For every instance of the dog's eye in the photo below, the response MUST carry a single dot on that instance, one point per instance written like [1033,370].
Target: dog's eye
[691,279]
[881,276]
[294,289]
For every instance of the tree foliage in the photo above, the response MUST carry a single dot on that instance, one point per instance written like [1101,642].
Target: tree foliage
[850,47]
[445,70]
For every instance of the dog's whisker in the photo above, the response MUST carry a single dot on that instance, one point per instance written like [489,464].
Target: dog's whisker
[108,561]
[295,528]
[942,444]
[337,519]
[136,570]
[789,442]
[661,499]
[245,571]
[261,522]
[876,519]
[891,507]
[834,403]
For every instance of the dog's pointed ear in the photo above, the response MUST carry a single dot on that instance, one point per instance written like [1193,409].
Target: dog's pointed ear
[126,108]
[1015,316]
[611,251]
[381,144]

§ **İstenen görev**
Lütfen "For every instance of the dog's pointed" ifadesinin geçtiği satırdan son satıra kadar (ikisi de dahil) olan satırları, "pointed ear" yerine "floppy ear" koyarak yeniden yazın. Diğer her şey değişmeden kalsın.

§ **Yanıt**
For every instance of the dog's floppy ear in the photo above, the response MUST carry a single dot on that instance, one point per instance written like [1193,409].
Target: dog's floppy ear
[126,108]
[1015,316]
[611,251]
[381,144]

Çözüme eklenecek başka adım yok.